- TASK DIRECTIONS -
Every entry below needs to be repeated exactly.

- TASK MATERIAL -
====================

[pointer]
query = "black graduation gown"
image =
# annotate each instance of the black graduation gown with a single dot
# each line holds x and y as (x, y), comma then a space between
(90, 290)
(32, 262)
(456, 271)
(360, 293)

====================

- RESPONSE AREA -
[pointer]
query = "black graduation gown"
image =
# annotate each instance of the black graduation gown with a single dot
# each line holds x and y as (x, y), comma then a space between
(90, 290)
(32, 262)
(456, 271)
(360, 293)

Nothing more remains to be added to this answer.